**Problem details:**
Below are some records. Pull every line that contains the word "vertical".

**Provided records:**
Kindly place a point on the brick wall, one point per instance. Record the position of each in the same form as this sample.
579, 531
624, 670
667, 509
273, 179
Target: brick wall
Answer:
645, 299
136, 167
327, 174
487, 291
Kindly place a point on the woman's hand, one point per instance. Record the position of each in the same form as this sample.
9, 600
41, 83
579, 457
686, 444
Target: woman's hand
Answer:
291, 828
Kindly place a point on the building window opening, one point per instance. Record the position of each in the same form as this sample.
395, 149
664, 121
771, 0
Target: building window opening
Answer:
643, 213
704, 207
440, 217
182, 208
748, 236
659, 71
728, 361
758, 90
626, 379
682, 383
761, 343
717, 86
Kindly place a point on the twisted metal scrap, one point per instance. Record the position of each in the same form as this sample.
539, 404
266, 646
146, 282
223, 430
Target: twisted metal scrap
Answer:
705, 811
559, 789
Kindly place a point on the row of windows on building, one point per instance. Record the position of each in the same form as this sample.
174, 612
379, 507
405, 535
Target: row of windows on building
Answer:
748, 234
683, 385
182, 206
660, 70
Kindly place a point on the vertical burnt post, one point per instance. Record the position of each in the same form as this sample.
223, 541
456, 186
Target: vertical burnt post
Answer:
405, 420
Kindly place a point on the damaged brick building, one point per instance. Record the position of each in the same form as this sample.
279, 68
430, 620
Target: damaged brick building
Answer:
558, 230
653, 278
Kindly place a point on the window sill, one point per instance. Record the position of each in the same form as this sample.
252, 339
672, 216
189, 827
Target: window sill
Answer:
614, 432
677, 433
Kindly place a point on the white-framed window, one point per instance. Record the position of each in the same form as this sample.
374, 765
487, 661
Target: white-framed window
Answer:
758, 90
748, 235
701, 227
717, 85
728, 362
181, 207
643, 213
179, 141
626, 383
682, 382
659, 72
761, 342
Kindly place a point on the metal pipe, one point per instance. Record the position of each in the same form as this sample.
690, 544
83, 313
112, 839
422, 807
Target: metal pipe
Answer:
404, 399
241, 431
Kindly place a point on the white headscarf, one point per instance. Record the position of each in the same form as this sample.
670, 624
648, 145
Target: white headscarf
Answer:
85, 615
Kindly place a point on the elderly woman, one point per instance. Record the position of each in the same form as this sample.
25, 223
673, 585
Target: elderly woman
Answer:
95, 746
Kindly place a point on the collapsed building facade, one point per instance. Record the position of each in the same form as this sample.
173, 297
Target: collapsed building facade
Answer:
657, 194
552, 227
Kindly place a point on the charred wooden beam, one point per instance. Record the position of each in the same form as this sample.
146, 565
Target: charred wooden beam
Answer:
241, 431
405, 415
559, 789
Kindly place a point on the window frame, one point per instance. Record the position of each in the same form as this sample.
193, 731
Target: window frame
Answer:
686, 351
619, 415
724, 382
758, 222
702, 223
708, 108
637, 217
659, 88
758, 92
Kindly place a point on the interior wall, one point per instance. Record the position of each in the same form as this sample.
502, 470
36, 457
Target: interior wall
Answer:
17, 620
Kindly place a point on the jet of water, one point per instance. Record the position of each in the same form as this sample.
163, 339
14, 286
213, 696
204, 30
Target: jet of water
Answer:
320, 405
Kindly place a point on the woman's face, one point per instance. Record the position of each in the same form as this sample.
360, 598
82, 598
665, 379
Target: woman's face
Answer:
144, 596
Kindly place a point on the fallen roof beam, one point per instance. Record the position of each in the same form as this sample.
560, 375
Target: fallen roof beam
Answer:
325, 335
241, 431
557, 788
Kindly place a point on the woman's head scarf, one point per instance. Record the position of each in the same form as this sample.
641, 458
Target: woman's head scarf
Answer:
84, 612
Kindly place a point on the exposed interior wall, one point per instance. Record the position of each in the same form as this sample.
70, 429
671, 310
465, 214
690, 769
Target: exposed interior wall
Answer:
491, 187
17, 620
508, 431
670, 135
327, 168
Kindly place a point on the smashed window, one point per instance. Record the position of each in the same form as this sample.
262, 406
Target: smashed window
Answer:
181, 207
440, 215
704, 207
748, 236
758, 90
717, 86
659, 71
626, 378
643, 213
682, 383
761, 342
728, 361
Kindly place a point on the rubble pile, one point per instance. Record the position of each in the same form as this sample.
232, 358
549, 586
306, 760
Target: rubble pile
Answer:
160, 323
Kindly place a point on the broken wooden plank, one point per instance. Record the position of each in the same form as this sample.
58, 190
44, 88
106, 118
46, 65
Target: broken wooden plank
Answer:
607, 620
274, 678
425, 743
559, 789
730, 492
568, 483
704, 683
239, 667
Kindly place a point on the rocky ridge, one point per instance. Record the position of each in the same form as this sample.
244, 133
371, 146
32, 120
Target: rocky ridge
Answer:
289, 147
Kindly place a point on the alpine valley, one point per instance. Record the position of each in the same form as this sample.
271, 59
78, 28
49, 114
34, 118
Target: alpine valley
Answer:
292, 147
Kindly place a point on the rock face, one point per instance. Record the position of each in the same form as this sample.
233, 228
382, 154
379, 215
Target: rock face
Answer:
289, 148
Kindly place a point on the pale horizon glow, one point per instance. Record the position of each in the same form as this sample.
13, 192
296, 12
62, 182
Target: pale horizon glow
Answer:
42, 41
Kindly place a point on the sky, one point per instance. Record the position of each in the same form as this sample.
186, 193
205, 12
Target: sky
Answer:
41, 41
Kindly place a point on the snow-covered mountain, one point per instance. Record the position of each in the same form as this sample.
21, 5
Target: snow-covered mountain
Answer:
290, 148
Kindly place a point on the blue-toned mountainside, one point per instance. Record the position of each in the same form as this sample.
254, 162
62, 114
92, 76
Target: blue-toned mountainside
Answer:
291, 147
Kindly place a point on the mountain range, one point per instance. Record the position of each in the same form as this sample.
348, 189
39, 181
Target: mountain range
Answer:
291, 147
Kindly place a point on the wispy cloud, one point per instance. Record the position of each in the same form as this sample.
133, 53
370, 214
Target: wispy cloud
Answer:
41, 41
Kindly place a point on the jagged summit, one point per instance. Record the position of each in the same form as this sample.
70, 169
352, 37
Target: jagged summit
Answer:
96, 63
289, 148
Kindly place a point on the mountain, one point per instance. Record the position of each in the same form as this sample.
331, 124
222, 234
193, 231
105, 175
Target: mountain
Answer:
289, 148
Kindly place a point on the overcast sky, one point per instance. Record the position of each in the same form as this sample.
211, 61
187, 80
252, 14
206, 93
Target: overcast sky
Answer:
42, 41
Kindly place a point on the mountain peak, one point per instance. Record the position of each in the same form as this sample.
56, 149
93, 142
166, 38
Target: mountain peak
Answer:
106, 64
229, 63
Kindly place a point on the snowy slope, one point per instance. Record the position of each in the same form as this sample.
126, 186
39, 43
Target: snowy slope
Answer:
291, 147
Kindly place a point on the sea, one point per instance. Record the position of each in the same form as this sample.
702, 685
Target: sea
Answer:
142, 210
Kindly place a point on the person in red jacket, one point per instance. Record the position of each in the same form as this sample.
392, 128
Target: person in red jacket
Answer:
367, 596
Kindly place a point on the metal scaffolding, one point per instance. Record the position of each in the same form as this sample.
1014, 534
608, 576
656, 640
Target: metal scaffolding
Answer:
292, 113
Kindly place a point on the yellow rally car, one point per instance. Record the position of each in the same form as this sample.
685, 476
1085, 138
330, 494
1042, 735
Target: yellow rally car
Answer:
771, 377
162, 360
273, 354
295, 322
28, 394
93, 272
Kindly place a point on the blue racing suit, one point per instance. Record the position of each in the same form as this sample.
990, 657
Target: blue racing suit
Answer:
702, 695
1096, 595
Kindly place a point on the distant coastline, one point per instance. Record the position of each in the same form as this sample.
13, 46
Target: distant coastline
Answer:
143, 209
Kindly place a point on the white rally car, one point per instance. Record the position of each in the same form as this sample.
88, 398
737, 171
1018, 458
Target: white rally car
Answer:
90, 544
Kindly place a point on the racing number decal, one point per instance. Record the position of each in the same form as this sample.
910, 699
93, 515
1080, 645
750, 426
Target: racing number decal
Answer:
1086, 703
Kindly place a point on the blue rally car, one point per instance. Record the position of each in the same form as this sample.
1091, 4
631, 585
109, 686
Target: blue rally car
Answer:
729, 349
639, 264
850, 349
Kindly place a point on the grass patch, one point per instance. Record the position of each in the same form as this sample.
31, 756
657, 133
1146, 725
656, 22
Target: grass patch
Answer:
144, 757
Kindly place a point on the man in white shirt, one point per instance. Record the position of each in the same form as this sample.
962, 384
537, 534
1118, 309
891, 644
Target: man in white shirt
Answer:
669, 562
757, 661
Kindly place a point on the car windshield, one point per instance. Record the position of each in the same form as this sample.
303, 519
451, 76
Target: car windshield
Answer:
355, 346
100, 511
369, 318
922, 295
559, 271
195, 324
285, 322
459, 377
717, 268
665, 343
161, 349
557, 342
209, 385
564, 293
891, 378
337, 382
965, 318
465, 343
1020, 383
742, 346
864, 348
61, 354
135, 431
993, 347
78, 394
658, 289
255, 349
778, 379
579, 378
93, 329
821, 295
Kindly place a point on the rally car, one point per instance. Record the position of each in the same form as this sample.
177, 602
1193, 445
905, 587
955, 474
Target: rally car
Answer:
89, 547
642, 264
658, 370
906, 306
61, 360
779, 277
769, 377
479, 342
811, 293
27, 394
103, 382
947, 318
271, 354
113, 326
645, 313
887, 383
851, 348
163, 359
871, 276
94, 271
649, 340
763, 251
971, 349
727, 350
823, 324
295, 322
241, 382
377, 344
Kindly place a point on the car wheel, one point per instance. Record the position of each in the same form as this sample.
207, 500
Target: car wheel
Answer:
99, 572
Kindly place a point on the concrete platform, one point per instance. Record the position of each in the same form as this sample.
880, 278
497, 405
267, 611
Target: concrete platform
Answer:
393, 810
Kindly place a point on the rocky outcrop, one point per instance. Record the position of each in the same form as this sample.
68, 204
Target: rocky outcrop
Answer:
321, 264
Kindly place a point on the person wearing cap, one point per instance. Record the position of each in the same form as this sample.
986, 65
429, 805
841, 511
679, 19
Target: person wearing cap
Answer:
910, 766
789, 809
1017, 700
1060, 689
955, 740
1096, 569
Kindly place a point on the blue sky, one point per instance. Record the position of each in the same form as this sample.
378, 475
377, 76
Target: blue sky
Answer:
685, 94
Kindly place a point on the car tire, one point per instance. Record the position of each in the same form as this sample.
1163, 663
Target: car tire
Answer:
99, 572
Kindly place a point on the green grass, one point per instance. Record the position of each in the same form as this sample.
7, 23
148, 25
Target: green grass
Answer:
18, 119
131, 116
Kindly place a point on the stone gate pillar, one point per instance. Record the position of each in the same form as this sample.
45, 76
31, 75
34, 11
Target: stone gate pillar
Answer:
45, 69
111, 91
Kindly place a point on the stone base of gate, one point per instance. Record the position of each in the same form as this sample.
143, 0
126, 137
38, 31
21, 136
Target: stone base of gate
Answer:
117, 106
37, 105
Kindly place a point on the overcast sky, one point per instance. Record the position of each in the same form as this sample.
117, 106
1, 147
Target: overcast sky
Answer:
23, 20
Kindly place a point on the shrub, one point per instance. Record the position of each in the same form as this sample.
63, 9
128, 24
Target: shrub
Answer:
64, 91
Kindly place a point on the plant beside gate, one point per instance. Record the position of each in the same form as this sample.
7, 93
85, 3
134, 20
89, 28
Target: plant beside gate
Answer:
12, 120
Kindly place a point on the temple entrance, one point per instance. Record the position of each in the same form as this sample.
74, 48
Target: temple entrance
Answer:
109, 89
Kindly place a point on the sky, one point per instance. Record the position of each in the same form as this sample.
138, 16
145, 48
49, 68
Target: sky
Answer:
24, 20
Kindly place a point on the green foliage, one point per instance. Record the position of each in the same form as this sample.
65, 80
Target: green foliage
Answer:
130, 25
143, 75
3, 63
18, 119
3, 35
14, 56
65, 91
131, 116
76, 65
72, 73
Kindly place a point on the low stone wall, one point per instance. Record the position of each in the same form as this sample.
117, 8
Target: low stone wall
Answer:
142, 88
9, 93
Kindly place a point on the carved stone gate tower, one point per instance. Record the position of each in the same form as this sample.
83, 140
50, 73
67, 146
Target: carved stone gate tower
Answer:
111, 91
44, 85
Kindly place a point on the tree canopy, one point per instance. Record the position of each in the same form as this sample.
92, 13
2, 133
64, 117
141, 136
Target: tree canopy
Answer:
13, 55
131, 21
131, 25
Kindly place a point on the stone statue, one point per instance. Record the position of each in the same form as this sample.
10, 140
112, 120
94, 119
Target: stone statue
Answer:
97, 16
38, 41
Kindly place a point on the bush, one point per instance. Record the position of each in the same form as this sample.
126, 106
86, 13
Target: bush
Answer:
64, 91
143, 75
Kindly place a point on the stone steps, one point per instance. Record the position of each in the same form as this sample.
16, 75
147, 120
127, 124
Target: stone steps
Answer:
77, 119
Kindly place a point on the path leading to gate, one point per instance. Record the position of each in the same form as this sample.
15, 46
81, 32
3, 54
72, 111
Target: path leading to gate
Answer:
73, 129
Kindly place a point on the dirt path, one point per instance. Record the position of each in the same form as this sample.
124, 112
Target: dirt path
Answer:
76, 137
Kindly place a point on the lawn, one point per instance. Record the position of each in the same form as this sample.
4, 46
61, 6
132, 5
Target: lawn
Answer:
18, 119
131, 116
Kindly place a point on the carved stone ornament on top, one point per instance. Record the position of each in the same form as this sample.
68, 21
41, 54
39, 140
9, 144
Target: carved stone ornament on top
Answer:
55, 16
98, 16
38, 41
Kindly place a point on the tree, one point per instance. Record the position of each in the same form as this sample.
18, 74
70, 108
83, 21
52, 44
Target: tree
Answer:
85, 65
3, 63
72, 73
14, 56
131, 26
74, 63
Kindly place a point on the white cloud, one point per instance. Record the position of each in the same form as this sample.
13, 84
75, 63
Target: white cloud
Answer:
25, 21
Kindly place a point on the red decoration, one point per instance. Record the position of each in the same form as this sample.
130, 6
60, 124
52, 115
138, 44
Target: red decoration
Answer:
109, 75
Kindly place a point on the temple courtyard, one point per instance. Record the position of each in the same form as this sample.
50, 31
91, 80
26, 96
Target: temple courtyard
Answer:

**Reply to the exercise:**
Kindly place a point on the vertical burnt post, one point per instance. Record the position of each in the same form as this sample.
Target: vertical burnt post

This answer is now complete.